### Problem to solve
Look through the records and copy each line with the string "instance" in it.

[Items from a data source]
- - - - - - -

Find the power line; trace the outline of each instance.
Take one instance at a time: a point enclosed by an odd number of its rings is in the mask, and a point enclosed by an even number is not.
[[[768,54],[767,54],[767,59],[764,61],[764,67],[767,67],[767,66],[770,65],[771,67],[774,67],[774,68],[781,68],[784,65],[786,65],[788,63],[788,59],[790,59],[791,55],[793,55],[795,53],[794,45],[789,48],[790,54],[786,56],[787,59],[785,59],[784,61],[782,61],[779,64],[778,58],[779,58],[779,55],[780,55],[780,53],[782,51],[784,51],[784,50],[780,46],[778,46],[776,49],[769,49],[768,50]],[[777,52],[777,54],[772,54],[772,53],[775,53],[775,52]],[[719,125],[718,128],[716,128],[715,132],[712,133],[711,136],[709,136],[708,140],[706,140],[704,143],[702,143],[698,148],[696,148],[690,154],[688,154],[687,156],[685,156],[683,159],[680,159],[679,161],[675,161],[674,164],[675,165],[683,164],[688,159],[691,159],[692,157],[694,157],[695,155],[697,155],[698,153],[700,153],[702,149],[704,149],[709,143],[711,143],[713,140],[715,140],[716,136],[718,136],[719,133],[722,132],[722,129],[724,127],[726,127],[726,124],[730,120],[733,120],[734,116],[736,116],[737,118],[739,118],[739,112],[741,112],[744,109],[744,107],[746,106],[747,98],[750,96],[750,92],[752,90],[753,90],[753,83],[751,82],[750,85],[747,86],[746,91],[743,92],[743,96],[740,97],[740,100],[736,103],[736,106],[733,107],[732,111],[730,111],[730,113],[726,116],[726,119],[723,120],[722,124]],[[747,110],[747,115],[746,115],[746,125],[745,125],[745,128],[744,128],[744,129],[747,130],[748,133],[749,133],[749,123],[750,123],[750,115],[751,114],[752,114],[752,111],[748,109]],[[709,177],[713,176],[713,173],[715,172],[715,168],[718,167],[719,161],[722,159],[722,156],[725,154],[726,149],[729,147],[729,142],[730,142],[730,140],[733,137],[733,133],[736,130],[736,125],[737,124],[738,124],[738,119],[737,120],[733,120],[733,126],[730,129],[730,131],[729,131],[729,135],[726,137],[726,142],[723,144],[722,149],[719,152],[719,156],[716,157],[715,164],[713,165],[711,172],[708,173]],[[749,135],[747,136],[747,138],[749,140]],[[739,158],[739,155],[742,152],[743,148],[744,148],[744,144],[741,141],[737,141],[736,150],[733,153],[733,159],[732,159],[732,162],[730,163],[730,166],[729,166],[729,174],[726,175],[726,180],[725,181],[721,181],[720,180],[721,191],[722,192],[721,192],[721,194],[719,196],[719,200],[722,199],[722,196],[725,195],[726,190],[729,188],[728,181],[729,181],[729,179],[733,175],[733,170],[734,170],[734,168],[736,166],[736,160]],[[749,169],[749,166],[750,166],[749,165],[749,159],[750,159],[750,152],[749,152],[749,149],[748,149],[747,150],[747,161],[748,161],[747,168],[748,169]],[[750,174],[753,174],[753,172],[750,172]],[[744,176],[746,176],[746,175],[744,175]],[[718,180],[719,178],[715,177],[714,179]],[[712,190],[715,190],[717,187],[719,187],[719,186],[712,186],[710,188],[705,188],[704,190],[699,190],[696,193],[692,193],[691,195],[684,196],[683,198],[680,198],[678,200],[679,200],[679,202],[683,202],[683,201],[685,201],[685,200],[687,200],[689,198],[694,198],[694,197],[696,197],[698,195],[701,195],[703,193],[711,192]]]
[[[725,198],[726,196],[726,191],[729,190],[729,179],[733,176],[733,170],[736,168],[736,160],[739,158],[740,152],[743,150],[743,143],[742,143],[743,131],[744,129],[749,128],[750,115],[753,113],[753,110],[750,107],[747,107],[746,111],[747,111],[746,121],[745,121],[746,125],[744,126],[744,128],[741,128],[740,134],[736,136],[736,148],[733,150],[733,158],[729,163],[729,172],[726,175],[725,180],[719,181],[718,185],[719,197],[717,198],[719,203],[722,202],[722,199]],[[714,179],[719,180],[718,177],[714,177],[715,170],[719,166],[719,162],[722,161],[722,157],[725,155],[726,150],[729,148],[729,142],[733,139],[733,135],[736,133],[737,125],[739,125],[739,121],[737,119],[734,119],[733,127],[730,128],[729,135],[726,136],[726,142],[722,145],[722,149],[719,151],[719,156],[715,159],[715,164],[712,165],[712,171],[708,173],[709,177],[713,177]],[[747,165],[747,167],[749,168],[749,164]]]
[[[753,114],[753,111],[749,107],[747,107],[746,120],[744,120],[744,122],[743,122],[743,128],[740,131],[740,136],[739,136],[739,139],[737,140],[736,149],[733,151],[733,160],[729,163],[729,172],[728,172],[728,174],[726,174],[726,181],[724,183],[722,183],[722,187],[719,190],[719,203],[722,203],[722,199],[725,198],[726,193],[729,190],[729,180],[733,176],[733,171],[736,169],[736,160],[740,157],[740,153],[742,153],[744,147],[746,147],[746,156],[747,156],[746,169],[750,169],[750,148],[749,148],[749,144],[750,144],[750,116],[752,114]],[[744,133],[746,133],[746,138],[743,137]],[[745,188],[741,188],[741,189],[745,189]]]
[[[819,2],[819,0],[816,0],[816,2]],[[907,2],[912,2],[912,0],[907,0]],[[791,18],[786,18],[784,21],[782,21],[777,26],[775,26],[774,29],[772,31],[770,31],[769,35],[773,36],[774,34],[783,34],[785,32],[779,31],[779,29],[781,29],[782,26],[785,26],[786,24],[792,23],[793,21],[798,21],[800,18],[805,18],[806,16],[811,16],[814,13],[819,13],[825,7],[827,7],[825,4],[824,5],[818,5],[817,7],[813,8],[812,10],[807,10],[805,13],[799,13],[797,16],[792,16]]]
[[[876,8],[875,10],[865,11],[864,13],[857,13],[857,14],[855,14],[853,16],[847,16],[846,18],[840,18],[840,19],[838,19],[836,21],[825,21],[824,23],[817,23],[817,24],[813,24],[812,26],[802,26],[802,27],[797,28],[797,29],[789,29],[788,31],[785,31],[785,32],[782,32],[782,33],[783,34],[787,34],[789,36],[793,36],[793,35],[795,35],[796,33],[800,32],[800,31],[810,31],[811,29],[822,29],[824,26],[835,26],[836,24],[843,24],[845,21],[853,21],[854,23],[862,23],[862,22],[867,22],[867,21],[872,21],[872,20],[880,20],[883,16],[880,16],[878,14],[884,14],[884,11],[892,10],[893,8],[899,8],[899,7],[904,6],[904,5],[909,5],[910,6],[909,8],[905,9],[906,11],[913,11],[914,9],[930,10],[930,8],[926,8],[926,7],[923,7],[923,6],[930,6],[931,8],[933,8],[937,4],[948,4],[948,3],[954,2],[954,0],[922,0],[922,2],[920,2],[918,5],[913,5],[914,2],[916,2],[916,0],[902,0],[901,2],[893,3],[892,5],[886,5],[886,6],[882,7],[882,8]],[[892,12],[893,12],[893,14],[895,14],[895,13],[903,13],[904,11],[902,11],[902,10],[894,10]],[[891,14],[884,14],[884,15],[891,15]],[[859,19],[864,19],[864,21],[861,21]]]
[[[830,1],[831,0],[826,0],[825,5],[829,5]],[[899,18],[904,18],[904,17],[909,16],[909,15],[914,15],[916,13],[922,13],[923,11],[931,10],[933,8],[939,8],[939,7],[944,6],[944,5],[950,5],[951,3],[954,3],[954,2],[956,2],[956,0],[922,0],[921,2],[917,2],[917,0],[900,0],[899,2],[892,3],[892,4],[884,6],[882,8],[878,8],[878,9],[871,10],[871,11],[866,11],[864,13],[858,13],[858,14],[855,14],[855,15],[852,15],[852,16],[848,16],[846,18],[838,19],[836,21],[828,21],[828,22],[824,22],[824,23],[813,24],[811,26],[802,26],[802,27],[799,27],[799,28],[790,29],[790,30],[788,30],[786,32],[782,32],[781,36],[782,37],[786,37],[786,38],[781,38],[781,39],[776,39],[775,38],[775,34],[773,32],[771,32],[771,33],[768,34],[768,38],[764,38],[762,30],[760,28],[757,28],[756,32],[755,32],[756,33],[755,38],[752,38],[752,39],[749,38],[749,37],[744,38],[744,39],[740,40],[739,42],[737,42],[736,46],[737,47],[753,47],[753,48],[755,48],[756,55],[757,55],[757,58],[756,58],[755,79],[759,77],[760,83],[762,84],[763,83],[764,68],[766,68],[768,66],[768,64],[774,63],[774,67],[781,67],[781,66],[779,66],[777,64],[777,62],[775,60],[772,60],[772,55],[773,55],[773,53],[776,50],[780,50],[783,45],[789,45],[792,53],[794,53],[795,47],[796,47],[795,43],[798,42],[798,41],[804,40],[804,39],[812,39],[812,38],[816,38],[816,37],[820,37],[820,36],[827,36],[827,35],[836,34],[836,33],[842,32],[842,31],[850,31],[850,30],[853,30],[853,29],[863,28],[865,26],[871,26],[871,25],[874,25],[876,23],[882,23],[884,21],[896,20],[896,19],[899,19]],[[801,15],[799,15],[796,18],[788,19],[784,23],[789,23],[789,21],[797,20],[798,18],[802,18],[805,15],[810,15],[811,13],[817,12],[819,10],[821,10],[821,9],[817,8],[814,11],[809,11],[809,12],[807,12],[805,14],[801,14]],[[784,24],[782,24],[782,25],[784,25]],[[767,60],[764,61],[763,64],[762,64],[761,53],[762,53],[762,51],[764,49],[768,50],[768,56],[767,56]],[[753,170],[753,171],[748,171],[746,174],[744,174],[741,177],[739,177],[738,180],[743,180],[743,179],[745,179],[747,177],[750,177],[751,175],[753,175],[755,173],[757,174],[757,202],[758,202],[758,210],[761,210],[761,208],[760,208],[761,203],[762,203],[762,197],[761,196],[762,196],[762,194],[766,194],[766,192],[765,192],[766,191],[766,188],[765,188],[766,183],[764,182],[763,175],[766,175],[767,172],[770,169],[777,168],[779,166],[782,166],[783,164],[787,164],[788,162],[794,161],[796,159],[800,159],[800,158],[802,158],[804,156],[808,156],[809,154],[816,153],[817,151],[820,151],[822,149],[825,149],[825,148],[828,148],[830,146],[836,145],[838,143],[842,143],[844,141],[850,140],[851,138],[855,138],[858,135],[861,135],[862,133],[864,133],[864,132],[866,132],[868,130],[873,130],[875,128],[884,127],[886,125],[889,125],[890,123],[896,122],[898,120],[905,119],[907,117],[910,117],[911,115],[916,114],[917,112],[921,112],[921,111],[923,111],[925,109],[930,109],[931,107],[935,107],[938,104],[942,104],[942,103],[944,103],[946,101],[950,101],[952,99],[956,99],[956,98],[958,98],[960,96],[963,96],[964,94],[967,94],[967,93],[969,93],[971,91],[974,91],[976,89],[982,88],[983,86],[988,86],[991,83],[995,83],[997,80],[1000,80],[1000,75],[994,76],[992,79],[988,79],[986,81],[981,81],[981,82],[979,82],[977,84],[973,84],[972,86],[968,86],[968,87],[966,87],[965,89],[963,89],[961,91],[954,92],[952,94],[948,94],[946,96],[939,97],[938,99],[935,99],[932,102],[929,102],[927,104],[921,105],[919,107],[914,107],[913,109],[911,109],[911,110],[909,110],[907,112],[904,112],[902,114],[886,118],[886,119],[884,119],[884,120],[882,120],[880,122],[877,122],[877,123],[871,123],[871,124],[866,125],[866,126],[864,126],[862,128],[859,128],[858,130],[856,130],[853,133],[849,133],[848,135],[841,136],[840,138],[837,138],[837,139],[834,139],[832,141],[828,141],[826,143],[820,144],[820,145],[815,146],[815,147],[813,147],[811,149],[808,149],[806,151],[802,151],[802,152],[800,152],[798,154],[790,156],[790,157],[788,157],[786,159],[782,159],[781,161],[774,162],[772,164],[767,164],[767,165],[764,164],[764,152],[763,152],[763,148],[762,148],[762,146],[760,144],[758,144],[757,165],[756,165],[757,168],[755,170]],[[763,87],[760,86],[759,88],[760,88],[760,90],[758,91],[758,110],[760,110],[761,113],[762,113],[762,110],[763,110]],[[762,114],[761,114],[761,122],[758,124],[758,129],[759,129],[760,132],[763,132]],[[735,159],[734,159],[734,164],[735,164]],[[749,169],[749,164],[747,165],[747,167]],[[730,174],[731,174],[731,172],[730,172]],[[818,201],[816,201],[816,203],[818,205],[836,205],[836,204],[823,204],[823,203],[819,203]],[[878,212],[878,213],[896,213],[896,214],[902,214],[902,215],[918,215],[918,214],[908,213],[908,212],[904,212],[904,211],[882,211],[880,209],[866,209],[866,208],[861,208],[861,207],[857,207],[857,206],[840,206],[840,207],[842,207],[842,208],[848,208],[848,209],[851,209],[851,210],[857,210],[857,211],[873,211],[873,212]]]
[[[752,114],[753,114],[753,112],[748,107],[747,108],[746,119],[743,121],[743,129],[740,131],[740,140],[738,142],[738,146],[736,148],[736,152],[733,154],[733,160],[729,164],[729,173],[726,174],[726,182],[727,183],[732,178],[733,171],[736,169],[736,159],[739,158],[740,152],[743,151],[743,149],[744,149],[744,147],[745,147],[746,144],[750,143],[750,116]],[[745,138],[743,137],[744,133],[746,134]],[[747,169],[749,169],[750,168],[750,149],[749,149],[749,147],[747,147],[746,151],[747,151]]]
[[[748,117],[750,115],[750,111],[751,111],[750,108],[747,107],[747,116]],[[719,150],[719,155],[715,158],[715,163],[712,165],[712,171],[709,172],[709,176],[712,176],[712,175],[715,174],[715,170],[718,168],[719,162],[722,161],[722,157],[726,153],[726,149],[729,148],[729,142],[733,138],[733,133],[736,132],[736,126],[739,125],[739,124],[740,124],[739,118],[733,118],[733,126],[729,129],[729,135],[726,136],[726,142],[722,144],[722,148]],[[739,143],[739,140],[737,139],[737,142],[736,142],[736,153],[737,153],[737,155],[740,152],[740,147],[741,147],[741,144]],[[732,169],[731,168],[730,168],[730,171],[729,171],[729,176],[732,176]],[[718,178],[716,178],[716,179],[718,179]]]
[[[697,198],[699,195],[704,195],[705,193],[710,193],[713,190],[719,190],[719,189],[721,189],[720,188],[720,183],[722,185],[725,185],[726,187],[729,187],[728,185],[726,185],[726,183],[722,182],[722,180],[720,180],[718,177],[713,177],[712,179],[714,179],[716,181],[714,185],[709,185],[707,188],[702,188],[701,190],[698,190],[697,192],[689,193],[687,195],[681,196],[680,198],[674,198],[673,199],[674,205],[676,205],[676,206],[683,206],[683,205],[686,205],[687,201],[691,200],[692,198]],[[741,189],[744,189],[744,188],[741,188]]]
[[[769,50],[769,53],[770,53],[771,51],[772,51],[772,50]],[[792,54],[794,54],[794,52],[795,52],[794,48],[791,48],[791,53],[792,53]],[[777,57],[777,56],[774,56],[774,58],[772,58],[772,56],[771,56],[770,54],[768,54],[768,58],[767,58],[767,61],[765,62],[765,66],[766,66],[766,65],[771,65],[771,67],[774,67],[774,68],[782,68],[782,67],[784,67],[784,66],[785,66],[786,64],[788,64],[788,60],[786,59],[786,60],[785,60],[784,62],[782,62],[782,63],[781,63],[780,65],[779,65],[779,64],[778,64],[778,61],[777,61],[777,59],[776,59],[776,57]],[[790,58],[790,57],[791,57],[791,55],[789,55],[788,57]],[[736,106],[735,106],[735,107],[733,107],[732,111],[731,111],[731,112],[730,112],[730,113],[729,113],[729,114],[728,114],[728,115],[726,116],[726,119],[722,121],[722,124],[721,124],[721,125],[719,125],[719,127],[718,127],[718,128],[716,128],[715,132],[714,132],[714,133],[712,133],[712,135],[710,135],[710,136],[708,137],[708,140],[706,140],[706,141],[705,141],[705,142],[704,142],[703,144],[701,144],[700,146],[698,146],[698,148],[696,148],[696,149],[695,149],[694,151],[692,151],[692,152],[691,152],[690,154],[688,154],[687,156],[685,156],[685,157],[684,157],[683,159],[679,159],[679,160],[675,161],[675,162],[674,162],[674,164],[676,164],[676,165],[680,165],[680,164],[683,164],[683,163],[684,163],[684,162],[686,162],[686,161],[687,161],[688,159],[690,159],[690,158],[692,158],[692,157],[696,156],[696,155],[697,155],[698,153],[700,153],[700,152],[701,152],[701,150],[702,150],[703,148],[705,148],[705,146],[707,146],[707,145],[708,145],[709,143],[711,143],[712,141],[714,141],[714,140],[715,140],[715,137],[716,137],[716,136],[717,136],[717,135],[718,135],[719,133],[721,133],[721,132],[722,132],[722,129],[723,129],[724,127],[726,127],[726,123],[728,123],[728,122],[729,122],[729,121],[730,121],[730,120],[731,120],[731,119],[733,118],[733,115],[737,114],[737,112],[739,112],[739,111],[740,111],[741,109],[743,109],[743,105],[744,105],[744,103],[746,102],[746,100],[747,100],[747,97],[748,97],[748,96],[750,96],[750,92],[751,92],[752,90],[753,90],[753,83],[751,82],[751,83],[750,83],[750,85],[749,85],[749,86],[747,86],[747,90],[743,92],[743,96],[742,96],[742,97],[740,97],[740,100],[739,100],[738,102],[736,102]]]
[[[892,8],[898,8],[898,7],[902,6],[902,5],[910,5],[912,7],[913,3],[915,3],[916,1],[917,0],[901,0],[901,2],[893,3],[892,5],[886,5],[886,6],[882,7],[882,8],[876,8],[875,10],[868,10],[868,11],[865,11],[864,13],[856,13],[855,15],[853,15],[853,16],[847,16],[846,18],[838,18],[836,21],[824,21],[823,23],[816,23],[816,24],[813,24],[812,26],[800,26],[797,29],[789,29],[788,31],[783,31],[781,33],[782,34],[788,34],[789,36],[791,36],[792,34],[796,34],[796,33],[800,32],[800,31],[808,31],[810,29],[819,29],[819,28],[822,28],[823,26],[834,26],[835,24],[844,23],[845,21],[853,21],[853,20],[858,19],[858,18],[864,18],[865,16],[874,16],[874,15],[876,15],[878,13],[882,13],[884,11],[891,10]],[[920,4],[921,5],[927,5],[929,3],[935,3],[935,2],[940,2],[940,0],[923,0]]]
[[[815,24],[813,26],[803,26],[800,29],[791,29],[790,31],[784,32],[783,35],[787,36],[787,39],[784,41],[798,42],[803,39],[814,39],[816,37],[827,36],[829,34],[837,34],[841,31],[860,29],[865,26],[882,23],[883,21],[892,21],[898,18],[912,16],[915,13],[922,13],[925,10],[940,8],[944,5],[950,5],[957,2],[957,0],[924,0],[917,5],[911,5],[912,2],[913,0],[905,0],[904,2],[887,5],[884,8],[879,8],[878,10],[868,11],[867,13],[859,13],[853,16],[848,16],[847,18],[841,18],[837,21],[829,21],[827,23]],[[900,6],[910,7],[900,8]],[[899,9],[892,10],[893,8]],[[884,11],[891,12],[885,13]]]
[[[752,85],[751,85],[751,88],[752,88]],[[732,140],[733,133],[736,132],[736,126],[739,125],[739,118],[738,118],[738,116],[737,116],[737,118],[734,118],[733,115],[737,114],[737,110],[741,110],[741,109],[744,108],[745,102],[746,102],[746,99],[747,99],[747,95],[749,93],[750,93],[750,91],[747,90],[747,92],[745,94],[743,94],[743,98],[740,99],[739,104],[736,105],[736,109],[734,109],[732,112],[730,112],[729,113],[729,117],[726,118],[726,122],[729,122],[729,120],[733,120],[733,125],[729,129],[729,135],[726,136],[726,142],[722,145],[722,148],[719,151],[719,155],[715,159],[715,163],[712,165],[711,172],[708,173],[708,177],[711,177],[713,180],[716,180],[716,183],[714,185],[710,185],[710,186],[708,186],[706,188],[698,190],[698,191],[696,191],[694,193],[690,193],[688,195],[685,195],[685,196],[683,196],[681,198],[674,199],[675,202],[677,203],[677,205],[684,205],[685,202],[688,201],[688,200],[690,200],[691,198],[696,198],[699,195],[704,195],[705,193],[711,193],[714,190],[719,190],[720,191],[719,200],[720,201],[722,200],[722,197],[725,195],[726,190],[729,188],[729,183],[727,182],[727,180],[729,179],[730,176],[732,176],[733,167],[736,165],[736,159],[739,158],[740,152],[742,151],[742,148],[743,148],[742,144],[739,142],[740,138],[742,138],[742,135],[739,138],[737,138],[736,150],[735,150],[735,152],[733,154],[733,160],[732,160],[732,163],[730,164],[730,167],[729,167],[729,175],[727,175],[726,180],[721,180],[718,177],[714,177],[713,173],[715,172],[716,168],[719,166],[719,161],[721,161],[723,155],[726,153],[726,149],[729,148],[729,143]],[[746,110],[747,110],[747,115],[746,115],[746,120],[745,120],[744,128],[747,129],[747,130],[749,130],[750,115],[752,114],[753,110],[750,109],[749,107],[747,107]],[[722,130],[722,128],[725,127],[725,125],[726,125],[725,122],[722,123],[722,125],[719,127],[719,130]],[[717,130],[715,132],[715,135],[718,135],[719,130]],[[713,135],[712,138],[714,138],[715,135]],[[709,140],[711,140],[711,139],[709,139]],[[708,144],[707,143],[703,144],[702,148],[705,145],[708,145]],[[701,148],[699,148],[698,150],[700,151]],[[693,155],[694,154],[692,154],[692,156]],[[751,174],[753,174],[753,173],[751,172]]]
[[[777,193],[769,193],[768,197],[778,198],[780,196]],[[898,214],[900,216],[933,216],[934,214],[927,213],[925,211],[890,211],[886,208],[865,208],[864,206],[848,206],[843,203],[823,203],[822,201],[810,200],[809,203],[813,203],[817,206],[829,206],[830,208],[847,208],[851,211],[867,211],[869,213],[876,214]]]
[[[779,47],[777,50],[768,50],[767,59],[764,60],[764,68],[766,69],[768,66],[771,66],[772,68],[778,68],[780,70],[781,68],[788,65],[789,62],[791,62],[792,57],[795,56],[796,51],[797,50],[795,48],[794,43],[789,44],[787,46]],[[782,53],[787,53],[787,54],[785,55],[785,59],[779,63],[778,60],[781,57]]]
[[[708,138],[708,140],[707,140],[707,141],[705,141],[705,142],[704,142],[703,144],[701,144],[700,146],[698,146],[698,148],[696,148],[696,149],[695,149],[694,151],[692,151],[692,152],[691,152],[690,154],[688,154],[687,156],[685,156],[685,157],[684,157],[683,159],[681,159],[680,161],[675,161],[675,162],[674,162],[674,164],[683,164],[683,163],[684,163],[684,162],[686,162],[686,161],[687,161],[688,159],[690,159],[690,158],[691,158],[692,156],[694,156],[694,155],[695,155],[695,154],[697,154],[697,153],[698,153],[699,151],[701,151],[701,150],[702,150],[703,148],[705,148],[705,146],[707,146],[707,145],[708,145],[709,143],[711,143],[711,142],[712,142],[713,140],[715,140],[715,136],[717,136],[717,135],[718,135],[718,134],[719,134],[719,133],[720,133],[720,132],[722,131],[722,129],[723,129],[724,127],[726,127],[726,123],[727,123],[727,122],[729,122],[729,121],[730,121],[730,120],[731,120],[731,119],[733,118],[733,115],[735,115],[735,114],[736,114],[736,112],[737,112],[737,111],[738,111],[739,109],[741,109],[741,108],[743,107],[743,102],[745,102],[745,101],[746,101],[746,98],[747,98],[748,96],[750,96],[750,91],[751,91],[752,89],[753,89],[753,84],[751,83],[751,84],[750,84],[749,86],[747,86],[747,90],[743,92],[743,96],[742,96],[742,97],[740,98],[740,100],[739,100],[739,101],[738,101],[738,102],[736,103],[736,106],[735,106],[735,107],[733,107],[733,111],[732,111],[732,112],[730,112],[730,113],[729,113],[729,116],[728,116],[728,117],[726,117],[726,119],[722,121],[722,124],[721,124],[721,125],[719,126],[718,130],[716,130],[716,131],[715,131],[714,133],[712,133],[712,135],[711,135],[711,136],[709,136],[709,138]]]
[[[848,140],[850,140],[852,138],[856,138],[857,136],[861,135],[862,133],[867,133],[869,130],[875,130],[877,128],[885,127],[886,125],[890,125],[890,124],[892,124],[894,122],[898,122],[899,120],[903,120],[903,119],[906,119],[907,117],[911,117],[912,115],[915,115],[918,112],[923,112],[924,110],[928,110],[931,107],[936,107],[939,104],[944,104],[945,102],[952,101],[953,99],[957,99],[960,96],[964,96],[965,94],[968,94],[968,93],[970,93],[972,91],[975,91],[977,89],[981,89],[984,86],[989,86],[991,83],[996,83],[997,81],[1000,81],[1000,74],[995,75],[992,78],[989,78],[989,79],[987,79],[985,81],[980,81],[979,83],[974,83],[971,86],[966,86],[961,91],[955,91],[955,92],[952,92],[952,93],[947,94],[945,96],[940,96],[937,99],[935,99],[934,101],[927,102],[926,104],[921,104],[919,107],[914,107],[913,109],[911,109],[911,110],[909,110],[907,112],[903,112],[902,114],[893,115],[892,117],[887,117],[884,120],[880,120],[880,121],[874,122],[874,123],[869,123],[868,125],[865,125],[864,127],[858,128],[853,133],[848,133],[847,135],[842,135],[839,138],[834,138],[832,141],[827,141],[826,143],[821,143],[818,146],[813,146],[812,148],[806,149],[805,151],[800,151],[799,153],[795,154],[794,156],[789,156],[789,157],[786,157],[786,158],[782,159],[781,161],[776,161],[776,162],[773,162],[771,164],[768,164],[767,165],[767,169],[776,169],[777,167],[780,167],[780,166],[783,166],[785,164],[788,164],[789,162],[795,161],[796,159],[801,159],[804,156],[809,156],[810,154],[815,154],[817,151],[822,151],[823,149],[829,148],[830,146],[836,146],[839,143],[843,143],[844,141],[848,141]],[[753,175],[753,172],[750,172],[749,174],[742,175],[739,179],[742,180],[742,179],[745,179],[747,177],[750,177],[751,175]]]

- - - - - - -

### Response to this exercise
Find the power line; trace the outline of each instance.
Take one instance at a time: a point enclosed by an odd number of its rings is in the mask, and a point enclosed by an even number is not.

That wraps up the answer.